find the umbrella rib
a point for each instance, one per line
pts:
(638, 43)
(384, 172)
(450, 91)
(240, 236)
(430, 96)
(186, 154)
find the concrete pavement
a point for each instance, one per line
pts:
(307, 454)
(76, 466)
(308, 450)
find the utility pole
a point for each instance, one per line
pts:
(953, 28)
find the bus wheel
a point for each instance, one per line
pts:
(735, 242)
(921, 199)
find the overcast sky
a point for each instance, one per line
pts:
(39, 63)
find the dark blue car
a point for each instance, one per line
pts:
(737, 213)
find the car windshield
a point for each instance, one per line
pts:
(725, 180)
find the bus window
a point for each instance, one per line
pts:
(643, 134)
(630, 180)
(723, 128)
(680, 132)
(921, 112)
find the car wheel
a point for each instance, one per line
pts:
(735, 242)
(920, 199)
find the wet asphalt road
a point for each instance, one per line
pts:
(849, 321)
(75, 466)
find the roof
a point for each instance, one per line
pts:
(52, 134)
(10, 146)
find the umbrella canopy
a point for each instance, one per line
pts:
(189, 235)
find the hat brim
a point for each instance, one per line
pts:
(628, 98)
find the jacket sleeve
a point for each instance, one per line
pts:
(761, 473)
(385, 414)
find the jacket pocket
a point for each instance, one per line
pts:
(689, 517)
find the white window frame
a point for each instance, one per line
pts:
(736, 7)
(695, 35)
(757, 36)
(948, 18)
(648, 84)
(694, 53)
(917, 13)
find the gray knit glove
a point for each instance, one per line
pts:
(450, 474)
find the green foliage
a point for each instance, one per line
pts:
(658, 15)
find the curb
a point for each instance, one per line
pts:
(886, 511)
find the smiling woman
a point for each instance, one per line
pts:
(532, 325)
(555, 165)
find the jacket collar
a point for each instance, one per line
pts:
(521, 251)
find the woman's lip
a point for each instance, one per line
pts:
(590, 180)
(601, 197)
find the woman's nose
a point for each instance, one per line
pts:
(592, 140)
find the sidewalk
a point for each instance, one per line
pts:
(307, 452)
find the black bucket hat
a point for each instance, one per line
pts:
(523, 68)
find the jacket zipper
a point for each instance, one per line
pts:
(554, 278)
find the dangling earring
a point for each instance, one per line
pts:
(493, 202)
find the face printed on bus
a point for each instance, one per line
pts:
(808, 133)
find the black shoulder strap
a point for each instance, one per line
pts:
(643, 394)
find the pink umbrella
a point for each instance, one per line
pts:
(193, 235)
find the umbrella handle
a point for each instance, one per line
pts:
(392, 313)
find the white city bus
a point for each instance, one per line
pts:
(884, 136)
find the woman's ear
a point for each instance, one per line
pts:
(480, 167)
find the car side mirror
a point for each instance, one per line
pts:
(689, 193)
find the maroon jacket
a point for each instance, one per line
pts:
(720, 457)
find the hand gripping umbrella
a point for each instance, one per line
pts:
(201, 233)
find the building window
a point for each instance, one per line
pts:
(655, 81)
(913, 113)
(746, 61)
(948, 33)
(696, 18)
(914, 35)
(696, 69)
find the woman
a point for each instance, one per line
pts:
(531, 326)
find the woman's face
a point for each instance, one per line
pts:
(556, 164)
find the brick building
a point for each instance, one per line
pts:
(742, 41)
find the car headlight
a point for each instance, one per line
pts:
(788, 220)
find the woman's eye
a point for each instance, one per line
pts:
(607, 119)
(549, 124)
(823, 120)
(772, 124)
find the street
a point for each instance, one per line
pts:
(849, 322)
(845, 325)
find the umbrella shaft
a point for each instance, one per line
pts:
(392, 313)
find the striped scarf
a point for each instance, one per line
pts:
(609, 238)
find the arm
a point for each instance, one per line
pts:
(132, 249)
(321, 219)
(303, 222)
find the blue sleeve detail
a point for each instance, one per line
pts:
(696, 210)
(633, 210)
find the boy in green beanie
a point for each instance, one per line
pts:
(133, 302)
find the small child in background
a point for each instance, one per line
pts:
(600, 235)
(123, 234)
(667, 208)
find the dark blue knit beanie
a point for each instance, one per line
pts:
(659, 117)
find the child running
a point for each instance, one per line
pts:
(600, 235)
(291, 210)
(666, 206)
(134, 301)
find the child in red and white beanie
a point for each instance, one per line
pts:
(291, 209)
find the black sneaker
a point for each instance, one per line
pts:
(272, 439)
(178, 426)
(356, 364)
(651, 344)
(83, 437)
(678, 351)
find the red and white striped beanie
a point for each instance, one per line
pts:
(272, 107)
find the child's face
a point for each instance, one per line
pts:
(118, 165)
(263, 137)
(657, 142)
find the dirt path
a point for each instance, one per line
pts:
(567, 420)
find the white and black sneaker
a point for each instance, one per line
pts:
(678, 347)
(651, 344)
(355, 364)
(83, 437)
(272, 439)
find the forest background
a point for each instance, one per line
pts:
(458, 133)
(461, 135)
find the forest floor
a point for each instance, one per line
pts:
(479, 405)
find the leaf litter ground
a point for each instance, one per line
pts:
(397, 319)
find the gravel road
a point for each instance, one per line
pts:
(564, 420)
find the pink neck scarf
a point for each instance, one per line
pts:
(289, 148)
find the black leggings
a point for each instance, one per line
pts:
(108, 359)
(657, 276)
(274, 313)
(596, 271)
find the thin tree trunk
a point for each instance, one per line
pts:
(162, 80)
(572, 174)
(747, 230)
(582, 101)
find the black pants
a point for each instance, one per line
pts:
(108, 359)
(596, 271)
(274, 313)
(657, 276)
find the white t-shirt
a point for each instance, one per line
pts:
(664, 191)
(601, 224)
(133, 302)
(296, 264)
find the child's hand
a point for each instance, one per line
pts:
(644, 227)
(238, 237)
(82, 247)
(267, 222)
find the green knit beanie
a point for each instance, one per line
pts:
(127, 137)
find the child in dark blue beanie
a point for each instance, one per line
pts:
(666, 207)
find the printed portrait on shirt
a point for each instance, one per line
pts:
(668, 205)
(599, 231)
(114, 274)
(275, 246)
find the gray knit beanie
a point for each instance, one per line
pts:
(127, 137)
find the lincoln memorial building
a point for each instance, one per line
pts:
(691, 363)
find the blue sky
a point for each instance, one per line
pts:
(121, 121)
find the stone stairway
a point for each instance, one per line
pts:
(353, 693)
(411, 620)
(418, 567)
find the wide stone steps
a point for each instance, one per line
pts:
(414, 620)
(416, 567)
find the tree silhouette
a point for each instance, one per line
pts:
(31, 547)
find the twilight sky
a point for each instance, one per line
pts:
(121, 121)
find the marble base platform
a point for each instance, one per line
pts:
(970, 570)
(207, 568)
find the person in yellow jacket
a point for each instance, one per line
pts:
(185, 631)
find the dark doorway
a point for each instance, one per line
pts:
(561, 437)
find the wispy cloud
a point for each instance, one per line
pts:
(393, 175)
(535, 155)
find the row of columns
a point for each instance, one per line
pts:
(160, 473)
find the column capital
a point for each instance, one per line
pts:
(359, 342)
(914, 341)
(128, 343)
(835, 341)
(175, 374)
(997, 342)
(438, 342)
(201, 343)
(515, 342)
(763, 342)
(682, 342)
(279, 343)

§ What is being asked
Please give back, exactly as it stands above, the stretch from the line with "find the smiling woman" through the line with "find the maroon jacket", and no line outside it.

§ Answer box
find the smiling woman
a point for each instance, one per line
pts:
(532, 325)
(555, 165)
find the jacket collar
a point for each instance, one per line
pts:
(521, 251)
find the woman's lip
a point for each instance, one per line
pts:
(590, 180)
(601, 197)
find the woman's nose
a point for each instance, one per line
pts:
(592, 140)
find the sidewalk
a point for each instance, one per line
pts:
(307, 452)
find the black bucket hat
a point for each instance, one per line
pts:
(523, 68)
find the jacket zipper
a point for each instance, one per line
pts:
(554, 278)
find the dangling earring
a point for each instance, one per line
pts:
(493, 202)
find the face printed on bus
a point for each instance, one per line
pts:
(808, 133)
find the black shoulder strap
a point for each instance, one per line
pts:
(643, 394)
find the pink umbrella
a point for each instance, one per line
pts:
(193, 235)
find the umbrella handle
a point for each instance, one per line
pts:
(392, 313)
find the white city bus
a point for each instance, one per line
pts:
(884, 136)
find the woman's ear
a point for each instance, one per line
pts:
(480, 167)
find the car side mirror
a point for each instance, one per line
pts:
(689, 193)
find the maroon jacket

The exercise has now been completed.